READING PASSAGE:
So get rid of the nock high arrow and forget about the 5 degrees to the left. It still doesn't move out of its plane just because the sight is on the bow. The bow can sit at 45 degrees but as long as the string is perpendicular to the target, the arrow will only travel in a straight line toward the target and a straight line to the ground as gravity pulls it down. The arc is still in the "YZ" plane.


----------



## cbrunson

Huntinsker said:


> So the arc when the bow is held vertically is entirely in the vertical "ZY" plane with zero "X" vector component. The arc only exists though because we raise the bow above horizontal to compensate for gravity. Gravity only works in one plane, the vertical or "ZY" plane. So if we only raise the bow to compensate for gravity, how would our arrow move laterally all of a sudden? Please don't think I'm trying to be a smart aleck with that question. Just trying to wrap my head around this.
> 
> Here's how I imagine it. My bow is set up a little nock high so that if I affix the bow in a shooting machine so that the bow string is completely vertical while at brace, the arrow will be pointing down on a slight angle. If I was to shoot that arrow, it would take off on a slightly downward trajectory. I can tip the bow back a little to get the arrow horizontal to the ground and if I fire the bow that way, it will shoot horizontally and then descend straight down with gravity. The arrow doesn't arc because the bow makes it, the arrow arcs because I raise the arrow above horizontal.

RECORDS SHOWN:
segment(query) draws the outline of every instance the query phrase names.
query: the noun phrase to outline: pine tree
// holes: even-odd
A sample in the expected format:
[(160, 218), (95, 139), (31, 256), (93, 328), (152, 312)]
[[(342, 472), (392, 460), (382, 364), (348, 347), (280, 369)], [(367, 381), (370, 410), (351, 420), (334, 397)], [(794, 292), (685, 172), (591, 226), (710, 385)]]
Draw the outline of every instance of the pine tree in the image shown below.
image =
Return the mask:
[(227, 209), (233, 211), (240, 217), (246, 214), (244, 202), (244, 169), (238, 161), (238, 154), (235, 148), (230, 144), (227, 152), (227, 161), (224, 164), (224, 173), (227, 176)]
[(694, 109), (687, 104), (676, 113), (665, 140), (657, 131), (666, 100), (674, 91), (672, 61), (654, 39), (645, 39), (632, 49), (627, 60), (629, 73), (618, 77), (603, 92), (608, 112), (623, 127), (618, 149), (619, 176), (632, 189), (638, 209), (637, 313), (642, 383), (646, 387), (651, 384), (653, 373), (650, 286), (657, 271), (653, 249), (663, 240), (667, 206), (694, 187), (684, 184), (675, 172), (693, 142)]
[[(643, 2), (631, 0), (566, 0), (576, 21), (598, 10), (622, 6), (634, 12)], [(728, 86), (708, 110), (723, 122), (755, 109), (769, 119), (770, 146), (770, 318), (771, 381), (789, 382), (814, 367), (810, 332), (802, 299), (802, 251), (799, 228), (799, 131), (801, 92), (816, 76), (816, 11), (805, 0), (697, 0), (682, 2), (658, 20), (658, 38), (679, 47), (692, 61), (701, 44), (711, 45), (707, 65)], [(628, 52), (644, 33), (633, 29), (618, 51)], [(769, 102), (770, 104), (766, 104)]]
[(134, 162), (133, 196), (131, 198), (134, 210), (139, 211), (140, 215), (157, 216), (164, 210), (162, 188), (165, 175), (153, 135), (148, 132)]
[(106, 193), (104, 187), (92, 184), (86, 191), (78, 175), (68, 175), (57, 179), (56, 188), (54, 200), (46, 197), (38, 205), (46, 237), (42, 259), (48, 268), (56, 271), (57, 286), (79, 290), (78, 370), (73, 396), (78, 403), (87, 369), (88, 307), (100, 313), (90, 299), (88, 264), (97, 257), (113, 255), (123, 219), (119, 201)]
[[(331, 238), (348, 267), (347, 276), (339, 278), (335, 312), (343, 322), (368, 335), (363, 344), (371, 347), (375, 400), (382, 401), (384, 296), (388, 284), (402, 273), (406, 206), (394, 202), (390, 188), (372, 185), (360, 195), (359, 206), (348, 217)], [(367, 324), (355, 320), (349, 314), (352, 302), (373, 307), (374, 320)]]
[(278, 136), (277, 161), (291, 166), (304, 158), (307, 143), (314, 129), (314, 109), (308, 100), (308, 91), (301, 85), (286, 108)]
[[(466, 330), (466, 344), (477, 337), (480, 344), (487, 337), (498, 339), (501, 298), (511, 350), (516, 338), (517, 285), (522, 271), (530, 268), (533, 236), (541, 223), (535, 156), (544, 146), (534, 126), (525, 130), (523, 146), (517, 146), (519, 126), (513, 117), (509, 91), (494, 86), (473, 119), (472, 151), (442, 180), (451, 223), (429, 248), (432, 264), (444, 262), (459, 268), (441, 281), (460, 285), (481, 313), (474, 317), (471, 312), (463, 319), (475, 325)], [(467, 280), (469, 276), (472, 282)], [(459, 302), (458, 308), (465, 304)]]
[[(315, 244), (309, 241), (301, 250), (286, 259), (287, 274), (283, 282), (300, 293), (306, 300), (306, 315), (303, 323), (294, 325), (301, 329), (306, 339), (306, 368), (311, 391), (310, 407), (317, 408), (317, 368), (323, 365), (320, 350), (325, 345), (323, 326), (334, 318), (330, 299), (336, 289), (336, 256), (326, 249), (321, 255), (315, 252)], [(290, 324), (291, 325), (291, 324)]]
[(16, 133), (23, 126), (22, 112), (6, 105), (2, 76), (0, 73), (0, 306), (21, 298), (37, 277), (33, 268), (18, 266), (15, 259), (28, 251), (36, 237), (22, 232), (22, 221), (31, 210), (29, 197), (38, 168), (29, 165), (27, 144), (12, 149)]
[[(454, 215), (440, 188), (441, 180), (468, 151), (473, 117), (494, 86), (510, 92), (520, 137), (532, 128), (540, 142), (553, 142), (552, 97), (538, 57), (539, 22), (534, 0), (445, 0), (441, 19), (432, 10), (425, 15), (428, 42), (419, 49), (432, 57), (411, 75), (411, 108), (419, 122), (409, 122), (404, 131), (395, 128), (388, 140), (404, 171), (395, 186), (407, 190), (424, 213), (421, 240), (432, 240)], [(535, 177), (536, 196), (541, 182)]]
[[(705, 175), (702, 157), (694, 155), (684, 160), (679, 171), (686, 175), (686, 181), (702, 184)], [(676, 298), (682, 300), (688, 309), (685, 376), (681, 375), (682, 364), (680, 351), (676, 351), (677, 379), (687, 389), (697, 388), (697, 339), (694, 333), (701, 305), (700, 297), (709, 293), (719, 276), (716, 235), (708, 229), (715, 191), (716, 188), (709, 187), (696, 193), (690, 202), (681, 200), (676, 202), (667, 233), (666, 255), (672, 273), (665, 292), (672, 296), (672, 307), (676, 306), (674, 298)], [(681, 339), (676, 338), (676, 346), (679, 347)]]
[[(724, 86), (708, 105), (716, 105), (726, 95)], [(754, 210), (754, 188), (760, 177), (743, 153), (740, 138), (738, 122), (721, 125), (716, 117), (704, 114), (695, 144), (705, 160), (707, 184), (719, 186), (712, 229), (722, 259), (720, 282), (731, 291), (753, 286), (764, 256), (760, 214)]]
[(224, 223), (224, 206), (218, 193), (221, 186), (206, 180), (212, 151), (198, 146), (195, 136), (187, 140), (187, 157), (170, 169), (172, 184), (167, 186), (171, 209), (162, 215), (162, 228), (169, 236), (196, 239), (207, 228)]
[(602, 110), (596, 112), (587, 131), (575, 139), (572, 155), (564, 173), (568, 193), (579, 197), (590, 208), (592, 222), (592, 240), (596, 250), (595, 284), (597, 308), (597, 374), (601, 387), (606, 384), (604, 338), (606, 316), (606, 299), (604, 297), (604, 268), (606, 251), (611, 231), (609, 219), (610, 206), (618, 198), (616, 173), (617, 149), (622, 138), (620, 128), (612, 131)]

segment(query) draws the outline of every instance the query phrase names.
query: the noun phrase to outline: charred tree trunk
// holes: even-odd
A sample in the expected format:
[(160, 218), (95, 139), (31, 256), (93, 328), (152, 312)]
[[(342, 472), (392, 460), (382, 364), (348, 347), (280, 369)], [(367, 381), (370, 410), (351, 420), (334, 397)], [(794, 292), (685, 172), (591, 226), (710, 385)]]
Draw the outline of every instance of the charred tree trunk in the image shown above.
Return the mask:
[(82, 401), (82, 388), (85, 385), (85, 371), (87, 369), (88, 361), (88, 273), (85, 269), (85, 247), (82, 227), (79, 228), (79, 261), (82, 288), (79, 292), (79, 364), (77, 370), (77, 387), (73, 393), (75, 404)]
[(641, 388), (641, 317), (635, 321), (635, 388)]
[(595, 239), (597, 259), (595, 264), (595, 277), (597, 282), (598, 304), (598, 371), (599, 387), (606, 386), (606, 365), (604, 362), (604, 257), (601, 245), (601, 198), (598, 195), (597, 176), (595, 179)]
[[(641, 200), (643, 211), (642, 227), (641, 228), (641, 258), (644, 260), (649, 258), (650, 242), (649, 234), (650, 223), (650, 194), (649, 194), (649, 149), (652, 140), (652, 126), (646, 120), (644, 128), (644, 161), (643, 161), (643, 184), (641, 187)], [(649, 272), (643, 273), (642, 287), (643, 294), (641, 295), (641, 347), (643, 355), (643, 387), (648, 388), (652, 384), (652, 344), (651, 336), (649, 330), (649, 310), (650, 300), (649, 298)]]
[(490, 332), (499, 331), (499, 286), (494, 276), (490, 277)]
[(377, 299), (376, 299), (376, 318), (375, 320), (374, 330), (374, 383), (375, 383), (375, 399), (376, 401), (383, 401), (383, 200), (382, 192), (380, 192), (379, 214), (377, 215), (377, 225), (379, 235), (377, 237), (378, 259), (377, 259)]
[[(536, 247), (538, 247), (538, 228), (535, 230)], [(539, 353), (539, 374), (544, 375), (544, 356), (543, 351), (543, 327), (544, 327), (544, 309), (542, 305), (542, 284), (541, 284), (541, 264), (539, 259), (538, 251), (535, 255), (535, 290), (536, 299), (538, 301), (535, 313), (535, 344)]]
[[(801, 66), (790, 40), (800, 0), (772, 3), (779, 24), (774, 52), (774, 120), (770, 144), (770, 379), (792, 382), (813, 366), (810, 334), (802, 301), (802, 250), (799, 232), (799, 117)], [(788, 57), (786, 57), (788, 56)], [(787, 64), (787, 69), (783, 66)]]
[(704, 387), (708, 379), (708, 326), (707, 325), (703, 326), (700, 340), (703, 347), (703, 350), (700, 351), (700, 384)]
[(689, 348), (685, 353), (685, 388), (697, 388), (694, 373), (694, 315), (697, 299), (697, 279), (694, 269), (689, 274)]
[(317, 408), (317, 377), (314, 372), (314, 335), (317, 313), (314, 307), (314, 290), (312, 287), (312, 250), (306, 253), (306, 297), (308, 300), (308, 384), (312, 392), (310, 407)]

WHAT THIS EXERCISE ASKS:
**A)** Translate this sentence from the archery thread into Spanish: "Gravity only works in one plane, the vertical or "ZY" plane."
**B)** According to the archery thread, in which plane is the arc still said to lie when the bow sits at 45 degrees?
**C)** Please rewrite the paragraph of the archery thread that begins "Here's how I imagine it." as a short bulleted list that keeps its main facts.

COMPLETED EXERCISE:
**A)** La gravedad solo actúa en un plano, el plano vertical o "ZY".

**B)** The "YZ" plane.

**C)**
- The bow is set up slightly nock high, so with the string completely vertical at brace in a shooting machine, the arrow points down at a slight angle.
- Shot that way, the arrow would leave on a slightly downward trajectory.
- Tipping the bow back a little makes the arrow horizontal to the ground. Shot then, it flies horizontally and descends straight down with gravity.
- The arrow arcs not because of the bow but because it is raised above horizontal.